■ Goal of the exercise
Please print all of the records that follow with nothing altered.

- - -

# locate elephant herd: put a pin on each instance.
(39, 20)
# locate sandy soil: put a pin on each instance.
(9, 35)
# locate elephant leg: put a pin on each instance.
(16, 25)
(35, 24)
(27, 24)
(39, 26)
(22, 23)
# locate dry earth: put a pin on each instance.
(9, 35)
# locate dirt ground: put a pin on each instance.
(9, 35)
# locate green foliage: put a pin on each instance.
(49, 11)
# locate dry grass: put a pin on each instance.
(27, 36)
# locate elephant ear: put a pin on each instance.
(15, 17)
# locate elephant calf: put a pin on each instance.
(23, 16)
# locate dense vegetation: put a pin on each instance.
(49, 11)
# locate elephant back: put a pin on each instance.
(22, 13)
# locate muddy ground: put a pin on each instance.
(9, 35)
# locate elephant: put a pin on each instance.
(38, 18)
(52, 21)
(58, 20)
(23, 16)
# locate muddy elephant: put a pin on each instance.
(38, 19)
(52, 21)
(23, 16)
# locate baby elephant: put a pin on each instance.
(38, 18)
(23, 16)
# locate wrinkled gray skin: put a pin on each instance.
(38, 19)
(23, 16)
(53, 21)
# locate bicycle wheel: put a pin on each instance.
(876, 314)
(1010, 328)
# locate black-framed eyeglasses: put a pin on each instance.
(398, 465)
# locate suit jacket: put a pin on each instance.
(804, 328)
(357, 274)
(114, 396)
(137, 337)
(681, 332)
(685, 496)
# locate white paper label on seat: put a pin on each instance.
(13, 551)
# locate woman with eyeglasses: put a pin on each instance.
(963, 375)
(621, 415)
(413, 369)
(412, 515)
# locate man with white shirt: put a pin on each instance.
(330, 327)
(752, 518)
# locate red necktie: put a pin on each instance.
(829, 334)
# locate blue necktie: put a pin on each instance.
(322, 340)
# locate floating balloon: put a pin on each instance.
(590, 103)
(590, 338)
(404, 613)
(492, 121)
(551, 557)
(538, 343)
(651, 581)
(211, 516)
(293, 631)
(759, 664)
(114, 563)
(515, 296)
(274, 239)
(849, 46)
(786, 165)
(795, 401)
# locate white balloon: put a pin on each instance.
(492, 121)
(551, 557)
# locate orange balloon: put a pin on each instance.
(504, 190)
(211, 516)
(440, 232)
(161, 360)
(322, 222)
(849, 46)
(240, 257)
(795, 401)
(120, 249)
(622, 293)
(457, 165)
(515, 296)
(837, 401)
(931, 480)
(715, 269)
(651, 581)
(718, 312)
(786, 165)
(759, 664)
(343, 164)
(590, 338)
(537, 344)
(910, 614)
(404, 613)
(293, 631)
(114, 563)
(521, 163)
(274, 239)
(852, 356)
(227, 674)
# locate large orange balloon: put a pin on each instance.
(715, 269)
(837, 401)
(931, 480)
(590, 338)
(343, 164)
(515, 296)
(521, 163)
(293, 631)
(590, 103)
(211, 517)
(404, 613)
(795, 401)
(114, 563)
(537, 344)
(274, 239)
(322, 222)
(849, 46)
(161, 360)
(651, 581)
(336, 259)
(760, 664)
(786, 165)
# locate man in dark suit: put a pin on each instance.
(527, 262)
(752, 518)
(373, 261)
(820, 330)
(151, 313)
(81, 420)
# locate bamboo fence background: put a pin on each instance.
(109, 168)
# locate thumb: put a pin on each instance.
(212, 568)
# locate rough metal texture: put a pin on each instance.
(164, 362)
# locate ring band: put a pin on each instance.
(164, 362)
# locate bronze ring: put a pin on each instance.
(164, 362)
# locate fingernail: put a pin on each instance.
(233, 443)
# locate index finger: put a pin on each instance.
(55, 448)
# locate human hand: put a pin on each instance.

- - -

■ Solution for this task
# locate elephant herd: put a pin on each instance.
(39, 20)
# locate sandy soil: put a pin on each instance.
(9, 35)
# locate elephant leg: put a pin on each instance.
(16, 25)
(35, 24)
(27, 24)
(39, 26)
(22, 23)
# locate dry earth: put a pin on each instance.
(9, 35)
# locate dirt ground: put a pin on each instance.
(9, 35)
# locate green foliage: put a pin on each instance.
(49, 11)
# locate dry grass: put a pin on each instance.
(27, 36)
# locate elephant ear: put a pin on each instance.
(15, 17)
# locate elephant calf: put a pin on each instance.
(23, 16)
# locate dense vegetation: put a pin on each instance.
(49, 11)
# locate elephant back: put a pin on each instance.
(22, 13)
# locate muddy ground: put a pin on each instance.
(9, 35)
# locate elephant: put a pin on each instance.
(38, 18)
(52, 21)
(58, 20)
(23, 16)
# locate muddy elephant: put a pin on each instance.
(38, 19)
(52, 21)
(23, 16)
# locate baby elephant: put a pin on each instance.
(38, 18)
(23, 16)
# locate wrinkled gray skin: put a pin on each instance.
(38, 19)
(23, 16)
(53, 21)
# locate bicycle wheel: put a pin on each instance.
(876, 314)
(1010, 328)
# locate black-framed eyeglasses: put a pin on each instance.
(398, 465)
# locate suit jacket: put a pin on each instance.
(804, 328)
(357, 274)
(114, 396)
(137, 337)
(681, 332)
(685, 496)
# locate white paper label on seat: put a pin on each instance.
(13, 551)
# locate woman with eyeglasses: put a pin on each instance.
(963, 375)
(621, 415)
(413, 369)
(412, 515)
# locate man with white shirt: put a pin on each instance.
(330, 327)
(752, 518)
# locate red necktie: put a pin on each instance.
(829, 334)
# locate blue necktie: put a pin on each instance.
(322, 340)
# locate floating balloon: put a pin on each instance.
(590, 103)
(590, 338)
(404, 613)
(492, 121)
(551, 557)
(538, 343)
(651, 581)
(211, 516)
(293, 631)
(759, 664)
(114, 563)
(515, 296)
(274, 239)
(849, 46)
(786, 165)
(795, 401)
# locate white balloon: put a pin on each instance.
(492, 121)
(551, 557)
# locate orange balloon: put a pin on each instance.
(504, 190)
(211, 516)
(440, 232)
(161, 360)
(322, 222)
(849, 46)
(240, 257)
(795, 401)
(120, 249)
(622, 293)
(457, 165)
(515, 296)
(837, 401)
(931, 480)
(715, 269)
(651, 581)
(718, 312)
(786, 165)
(759, 664)
(343, 164)
(590, 338)
(537, 344)
(910, 614)
(404, 613)
(293, 631)
(114, 563)
(521, 163)
(274, 239)
(852, 356)
(227, 674)
# locate large orange balloon: put a pin on each instance.
(715, 269)
(837, 401)
(931, 480)
(590, 338)
(343, 164)
(515, 296)
(521, 163)
(293, 631)
(590, 103)
(211, 517)
(404, 613)
(795, 401)
(114, 563)
(537, 344)
(274, 239)
(322, 222)
(849, 46)
(161, 360)
(651, 581)
(336, 259)
(760, 664)
(786, 165)
# locate man in dark suit: put a pin on each instance.
(527, 262)
(752, 518)
(373, 261)
(820, 330)
(151, 313)
(81, 420)
# locate bamboo fence background: put a pin on each instance.
(109, 168)
# locate thumb: put a pin on each instance.
(212, 568)
# locate rough metal texture: put a pin on each instance.
(164, 362)
# locate ring band: put a pin on each instance.
(164, 362)
# locate bronze ring: put a pin on each instance.
(164, 362)
# locate fingernail: put a pin on each instance.
(233, 443)
# locate index finger: put a pin on each instance.
(55, 448)
# locate human hand: put a pin on each instance.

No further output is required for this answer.